- PASSAGE FOR REVIEW -
= Beginning of Section =

How to understand and respond to inflation has become one of the central debates of this economic recovery. In “Prices, Profits, and Power: An Analysis of 2021 Firm-Level Markups,” Roosevelt’s Director of Macroeconomic Analysis, Mike Konczal, and Director of Corporate Power Niko Lusiani, conduct original research to show that we need an all-of-government administrative, regulatory, and legislative approach to tackling inflation that includes demand, supply, and market power interventions.
This research brief is the first to explore the size and distribution of markups (essentially the difference between sales and marginal costs) and profit margins across 3,698 firms operating in the US in 2021, reproducing and updating the analysis of Jan De Loecker, Jan Eeckhout, and Gabriel Unger’s The Rise of Market Power and the Macroeconomic Implications. Konczal and Lusiani’s analysis is evidence that the recent sudden high jump in markups fits all three of the main explanatory stories of inflation being debated—namely those related to changes in demand, supply, and market power. Notably, they find that:
- Markups and profits skyrocketed in 2021 to their highest recorded level since the 1950s. Further, firms in the US increased their markups and profits in 2021 at the fastest annual pace since 1955.

= End of Section =

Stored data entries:
= Beginning of Section =

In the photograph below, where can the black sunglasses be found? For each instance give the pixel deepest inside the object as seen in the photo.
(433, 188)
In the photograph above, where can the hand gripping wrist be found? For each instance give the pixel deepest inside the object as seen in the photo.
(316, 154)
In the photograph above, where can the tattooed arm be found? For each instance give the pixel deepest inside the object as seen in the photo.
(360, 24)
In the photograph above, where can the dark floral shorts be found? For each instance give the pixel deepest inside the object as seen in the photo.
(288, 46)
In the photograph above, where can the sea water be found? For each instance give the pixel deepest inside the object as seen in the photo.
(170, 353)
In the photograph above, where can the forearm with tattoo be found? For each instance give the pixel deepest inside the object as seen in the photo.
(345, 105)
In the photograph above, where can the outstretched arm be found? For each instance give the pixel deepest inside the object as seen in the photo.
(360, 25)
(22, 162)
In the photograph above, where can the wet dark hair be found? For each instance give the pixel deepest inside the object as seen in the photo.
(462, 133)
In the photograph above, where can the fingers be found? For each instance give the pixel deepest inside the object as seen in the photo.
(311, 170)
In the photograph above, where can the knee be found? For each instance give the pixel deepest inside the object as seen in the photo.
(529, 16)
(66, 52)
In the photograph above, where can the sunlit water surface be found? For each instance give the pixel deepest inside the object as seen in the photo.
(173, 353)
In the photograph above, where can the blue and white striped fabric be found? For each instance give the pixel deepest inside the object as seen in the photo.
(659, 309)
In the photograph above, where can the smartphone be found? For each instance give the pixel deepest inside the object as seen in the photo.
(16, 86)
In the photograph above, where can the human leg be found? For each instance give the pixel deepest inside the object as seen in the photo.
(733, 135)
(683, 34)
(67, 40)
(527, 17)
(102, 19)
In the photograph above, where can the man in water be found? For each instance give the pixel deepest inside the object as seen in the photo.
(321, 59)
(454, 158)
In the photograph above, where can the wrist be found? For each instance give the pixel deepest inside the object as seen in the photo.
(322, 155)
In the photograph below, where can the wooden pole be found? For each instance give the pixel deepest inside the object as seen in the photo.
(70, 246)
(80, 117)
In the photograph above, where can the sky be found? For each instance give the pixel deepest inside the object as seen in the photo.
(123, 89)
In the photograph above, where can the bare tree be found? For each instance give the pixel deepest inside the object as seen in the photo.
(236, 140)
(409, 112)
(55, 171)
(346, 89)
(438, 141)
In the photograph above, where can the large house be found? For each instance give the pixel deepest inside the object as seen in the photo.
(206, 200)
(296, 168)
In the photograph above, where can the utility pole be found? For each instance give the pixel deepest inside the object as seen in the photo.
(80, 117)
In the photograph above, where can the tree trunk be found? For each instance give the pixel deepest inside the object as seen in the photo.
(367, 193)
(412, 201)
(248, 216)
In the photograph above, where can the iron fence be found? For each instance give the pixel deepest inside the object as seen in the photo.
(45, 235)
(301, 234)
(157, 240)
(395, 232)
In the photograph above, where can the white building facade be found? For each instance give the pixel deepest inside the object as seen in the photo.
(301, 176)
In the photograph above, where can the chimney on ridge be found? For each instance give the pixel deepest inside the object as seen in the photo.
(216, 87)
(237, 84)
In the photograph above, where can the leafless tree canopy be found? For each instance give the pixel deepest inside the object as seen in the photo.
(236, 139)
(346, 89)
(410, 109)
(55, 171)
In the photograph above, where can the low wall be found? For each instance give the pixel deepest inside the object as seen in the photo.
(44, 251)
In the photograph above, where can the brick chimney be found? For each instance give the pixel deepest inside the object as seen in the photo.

= End of Section =

- PARTS OF THE EXERCISE -
[A] Answer these questions using the passage on markups and inflation.
(i) What is Niko Lusiani's title?
(ii) How many firms operating in the US in 2021 does the research brief examine?
(iii) Since what year had US firms not raised their markups and profits at an annual pace as fast as in 2021?
[B] Set down everything in the passage on markups and inflation from "How to understand" down to "market power interventions.", copied exactly.

- ANSWERS TO THIS EXERCISE -
[A]
(i) Director of Corporate Power
(ii) 3,698
(iii) 1955

[B]
How to understand and respond to inflation has become one of the central debates of this economic recovery. In “Prices, Profits, and Power: An Analysis of 2021 Firm-Level Markups,” Roosevelt’s Director of Macroeconomic Analysis, Mike Konczal, and Director of Corporate Power Niko Lusiani, conduct original research to show that we need an all-of-government administrative, regulatory, and legislative approach to tackling inflation that includes demand, supply, and market power interventions.